■ About this exercise
Transcribe the entries below exactly as they appear.

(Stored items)
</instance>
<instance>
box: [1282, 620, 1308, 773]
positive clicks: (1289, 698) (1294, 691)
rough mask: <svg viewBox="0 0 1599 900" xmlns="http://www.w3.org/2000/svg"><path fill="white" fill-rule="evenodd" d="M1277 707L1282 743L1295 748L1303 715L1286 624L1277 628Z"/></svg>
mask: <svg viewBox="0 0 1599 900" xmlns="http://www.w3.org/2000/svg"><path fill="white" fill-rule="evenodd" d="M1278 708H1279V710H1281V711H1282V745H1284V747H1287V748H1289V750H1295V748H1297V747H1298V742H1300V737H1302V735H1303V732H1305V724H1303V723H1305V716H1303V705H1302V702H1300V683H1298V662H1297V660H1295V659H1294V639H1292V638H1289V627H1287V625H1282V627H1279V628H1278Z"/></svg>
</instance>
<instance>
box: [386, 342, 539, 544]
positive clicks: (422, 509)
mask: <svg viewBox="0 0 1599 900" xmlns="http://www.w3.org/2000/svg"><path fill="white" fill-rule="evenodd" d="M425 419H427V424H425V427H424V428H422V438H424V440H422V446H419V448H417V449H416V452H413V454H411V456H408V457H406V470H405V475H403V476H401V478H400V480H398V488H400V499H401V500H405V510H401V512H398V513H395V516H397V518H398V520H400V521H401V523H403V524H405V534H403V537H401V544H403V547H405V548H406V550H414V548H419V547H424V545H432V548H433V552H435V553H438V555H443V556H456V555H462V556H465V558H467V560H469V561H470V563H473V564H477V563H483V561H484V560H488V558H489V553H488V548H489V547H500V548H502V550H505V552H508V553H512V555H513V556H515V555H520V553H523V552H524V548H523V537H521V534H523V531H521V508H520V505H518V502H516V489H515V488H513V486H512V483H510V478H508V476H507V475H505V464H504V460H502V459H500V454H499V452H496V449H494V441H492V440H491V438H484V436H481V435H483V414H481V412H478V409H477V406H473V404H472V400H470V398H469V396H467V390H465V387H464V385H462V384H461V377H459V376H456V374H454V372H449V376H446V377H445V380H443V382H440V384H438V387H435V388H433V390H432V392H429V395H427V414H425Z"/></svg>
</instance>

■ Task answer
</instance>
<instance>
box: [1282, 620, 1308, 773]
positive clicks: (1289, 698) (1294, 691)
rough mask: <svg viewBox="0 0 1599 900" xmlns="http://www.w3.org/2000/svg"><path fill="white" fill-rule="evenodd" d="M1277 707L1282 743L1295 748L1303 715L1286 624L1277 628Z"/></svg>
mask: <svg viewBox="0 0 1599 900" xmlns="http://www.w3.org/2000/svg"><path fill="white" fill-rule="evenodd" d="M1278 708H1279V710H1281V711H1282V745H1284V747H1287V748H1289V750H1295V748H1297V747H1298V742H1300V737H1302V735H1303V732H1305V724H1303V723H1305V716H1303V705H1302V702H1300V683H1298V662H1297V660H1295V659H1294V639H1292V638H1289V627H1287V625H1282V627H1279V628H1278Z"/></svg>
</instance>
<instance>
box: [386, 342, 539, 544]
positive clicks: (422, 509)
mask: <svg viewBox="0 0 1599 900" xmlns="http://www.w3.org/2000/svg"><path fill="white" fill-rule="evenodd" d="M425 419H427V424H425V427H424V428H422V438H424V440H422V446H419V448H417V449H416V452H413V454H411V456H408V457H406V470H405V475H403V476H401V478H400V480H398V488H400V499H401V500H405V510H401V512H398V513H395V516H397V518H398V520H400V521H401V523H403V524H405V534H403V537H401V544H403V547H405V548H406V550H414V548H419V547H424V545H432V548H433V552H435V553H438V555H443V556H456V555H462V556H465V558H467V560H469V561H470V563H473V564H477V563H483V561H484V560H488V558H489V553H488V548H489V547H500V548H502V550H505V552H508V553H512V555H513V556H515V555H520V553H523V552H524V548H523V537H521V534H523V531H521V508H520V505H518V502H516V489H515V488H513V486H512V483H510V478H508V476H507V475H505V464H504V460H502V459H500V454H499V452H496V449H494V441H492V440H491V438H484V436H481V435H483V414H481V412H478V409H477V406H473V404H472V400H470V398H469V396H467V390H465V387H464V385H462V384H461V377H459V376H456V374H454V372H449V376H446V377H445V380H443V382H440V384H438V387H435V388H433V390H432V392H429V395H427V414H425Z"/></svg>
</instance>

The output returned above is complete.